--- SELECTED PASSAGE ---

Personal information
- Full name: Javier Armas Pastor
- Date of birth: 13 January 2000 (age 26)
- Place of birth: A Coruña, Spain
- Height: 5 ft 11 in (1.80 m)
- Position: Midfielder

Team information
- Current team: Fort Wayne FC
- Number: 86

Youth career
- Deportivo La Coruña

College career
- Years: Team / Apps / (Gls)
- 2018–2023: Oregon State Beavers / 77 / (6)

Senior career*
- Years: Team / Apps / (Gls)
- 2021–2022: CD Vallesco
- 2024–2025: Atlanta United 2 / 53 / (10)
- 2026–: Fort Wayne FC / 0 / (0)

= Javier Armas =

Spanish footballer (born 2000)

Javier Armas Pastor (born 13 January 2000) is a Spanish professional footballer who plays for Fort Wayne FC in USL League One.

==Early life==
Armas played youth football in the Deportivo La Coruña youth system. He also played for the Galcia U15 regional team.

--- SUPPLIED RECORDS ---

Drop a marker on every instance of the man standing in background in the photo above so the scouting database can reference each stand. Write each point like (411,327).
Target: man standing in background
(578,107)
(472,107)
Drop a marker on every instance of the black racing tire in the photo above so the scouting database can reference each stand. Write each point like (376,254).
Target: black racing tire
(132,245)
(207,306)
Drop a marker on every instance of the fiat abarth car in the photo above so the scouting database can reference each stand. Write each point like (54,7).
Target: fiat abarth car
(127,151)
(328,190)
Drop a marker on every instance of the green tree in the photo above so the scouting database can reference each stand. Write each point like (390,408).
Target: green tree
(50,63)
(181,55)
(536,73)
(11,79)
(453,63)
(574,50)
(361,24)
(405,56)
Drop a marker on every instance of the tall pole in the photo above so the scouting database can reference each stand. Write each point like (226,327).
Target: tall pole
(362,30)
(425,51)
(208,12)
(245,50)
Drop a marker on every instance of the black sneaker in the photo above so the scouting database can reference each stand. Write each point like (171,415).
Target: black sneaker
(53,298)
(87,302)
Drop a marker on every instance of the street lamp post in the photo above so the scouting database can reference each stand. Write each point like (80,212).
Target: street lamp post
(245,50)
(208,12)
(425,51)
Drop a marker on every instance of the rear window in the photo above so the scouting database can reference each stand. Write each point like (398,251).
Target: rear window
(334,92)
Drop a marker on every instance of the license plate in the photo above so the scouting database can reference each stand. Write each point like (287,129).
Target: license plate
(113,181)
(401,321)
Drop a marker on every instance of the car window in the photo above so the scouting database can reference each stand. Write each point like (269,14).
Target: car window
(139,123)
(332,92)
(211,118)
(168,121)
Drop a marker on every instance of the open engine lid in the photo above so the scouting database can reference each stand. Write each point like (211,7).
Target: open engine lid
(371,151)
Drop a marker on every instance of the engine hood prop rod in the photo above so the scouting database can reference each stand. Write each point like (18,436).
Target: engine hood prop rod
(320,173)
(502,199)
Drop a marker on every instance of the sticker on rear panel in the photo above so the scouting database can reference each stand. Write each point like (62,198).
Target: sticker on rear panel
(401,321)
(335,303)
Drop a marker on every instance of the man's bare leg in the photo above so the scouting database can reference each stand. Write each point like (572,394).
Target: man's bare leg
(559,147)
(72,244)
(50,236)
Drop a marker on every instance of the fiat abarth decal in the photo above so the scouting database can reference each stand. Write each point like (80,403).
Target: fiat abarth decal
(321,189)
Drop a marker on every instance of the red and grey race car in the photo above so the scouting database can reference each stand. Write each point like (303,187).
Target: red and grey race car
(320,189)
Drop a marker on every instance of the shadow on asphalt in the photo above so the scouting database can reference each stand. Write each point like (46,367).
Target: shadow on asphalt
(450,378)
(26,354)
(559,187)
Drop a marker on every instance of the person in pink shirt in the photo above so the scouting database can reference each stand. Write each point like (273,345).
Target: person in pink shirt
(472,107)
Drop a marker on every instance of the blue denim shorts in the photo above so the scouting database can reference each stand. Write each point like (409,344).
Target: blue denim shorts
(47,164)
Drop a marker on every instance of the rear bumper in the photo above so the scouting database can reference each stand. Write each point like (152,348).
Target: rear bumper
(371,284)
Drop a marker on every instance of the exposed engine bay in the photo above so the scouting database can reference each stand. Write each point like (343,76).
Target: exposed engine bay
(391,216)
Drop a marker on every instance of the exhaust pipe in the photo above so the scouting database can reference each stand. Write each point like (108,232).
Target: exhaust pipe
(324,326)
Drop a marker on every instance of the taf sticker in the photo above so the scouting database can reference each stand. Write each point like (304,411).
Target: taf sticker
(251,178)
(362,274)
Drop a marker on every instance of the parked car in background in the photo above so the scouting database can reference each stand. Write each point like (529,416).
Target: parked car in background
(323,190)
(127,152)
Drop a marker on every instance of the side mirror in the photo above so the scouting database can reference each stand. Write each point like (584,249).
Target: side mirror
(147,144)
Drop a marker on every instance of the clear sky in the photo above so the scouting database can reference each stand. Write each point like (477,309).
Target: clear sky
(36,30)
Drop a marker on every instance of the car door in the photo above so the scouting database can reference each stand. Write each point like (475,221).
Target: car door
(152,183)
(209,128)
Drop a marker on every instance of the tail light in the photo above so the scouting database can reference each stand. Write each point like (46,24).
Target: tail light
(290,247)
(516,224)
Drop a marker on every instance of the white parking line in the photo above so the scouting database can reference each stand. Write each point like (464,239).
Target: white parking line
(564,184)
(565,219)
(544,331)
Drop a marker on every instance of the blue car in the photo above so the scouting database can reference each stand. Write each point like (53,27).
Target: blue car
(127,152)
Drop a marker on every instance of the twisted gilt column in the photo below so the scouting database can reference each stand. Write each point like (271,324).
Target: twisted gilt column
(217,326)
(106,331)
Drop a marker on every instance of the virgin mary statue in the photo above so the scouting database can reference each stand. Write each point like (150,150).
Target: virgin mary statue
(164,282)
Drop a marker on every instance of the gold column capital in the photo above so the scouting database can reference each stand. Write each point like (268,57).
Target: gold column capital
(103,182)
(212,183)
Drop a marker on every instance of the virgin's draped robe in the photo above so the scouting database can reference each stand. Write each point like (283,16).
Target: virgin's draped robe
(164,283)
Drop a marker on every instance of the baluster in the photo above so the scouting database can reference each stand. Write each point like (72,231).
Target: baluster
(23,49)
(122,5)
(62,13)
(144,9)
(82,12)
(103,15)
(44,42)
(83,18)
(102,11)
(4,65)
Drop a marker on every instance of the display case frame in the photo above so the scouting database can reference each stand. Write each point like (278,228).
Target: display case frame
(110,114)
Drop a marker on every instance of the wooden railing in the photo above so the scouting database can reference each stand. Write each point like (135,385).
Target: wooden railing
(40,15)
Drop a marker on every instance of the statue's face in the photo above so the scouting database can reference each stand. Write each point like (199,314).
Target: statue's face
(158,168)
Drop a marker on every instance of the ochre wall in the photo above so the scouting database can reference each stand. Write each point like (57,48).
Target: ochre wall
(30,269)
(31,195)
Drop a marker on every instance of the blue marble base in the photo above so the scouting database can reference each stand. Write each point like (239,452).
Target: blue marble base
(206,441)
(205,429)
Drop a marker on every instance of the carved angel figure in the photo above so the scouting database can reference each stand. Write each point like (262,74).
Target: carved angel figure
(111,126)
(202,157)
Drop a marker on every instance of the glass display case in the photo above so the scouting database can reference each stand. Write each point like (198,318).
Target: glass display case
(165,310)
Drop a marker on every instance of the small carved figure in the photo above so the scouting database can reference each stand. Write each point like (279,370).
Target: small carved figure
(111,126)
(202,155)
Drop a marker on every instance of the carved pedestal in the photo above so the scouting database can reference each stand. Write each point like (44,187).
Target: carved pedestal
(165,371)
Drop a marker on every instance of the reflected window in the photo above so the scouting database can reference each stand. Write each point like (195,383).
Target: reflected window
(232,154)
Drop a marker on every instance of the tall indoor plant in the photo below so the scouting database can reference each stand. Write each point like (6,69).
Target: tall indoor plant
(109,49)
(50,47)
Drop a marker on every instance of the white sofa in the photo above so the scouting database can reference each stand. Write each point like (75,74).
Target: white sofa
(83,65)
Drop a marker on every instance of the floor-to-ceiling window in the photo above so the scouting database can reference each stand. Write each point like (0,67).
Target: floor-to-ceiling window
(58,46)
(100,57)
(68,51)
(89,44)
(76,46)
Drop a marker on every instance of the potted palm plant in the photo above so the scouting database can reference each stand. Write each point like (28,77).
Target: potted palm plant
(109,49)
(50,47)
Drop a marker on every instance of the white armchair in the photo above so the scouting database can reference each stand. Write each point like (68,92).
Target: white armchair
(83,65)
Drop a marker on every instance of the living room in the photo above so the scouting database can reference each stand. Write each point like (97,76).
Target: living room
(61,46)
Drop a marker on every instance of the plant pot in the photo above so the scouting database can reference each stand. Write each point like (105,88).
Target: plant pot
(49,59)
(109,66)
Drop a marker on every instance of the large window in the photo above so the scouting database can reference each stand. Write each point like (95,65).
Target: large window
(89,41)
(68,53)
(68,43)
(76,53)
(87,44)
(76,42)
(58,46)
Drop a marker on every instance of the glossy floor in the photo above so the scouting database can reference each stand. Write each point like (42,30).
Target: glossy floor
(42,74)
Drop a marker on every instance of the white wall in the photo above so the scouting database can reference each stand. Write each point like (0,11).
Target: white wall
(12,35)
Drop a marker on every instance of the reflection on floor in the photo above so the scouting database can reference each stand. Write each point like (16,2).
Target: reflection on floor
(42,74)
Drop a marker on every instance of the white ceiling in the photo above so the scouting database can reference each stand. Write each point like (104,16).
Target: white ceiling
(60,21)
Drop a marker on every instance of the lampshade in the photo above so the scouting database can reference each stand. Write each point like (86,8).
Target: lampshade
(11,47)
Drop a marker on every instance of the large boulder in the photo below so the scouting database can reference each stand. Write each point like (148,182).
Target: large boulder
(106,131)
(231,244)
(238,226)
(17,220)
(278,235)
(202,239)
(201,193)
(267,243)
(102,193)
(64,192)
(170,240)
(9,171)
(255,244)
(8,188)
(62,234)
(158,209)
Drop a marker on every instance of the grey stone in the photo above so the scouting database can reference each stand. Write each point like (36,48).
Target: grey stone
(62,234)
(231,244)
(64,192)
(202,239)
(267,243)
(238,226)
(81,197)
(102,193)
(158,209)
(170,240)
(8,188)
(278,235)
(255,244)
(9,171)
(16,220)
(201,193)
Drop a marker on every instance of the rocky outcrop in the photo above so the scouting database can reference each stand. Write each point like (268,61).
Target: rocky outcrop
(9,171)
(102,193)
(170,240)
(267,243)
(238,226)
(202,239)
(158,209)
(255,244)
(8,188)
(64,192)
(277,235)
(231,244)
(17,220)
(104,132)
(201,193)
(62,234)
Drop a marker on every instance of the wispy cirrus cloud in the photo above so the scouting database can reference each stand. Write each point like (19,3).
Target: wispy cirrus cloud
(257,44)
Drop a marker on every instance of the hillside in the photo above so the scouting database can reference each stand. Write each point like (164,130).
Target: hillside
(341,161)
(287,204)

---

* EXERCISE INSTRUCTIONS:
1/ In the Javier Armas profile, which college team did Armas play for from 2018 to 2023?
2/ List every team named under the senior career heading of the Javier Armas profile.
3/ Extend the Javier Armas profile, beginning after its final sentence.

* RESPONSES IN ORDER:
1/ Oregon State Beavers

2/ CD Vallesco, Atlanta United 2, Fort Wayne FC

3/
==College career==
In 2019, he moved to the United States to attend Oregon State University on a scholarship to play for the men's soccer to continue playing while also pursuing an education. On October 13, 2019, he recorded his first collegiate assist in a match against the Washington Huskies. He scored his first goal on February 27, 2021 against the UCLA Bruins. After his junior season, he was named to the Pac-12 Academic Honor Roll. On September 20, 2022, he scored a brace in a 2-1 victory over the Denver Pioneers, subsequently earning Pac-12 Player of the Week honors. At the end of the 2022 season, he was named to the All-Pac 12 Second Team, the All-Far West Region Third Team, and the Pac-12 Academic Honor Roll. Ahead of the 2023 season, he was named to the Pac-12 Preseason All-Conference team. He helped Oregon State reach the national semi-finals in 2023, but was unable to play in the semi-final due to being suspended for having played as an ineligible player in an earlier match he should have missed due to an accumulation of yellow cards. At the end of the season, he was named to the All-Pac 12 First Team, the All-Region team, and the All-America Third Team.

==Club career==
During 2021 and 2022, he played with CD Vallesco in the Spanish sixth tier Interinsular Preferente de Las Palmas.

At the 2024 MLS SuperDraft, Armas was selected in the second round (48th overall) by Atlanta United FC. In January 2024, he signed a professional contract with the second team, Atlanta United 2 in MLS Next Pro. On March 16, in the season opener, he scored his first goal of the season via a penalty kick.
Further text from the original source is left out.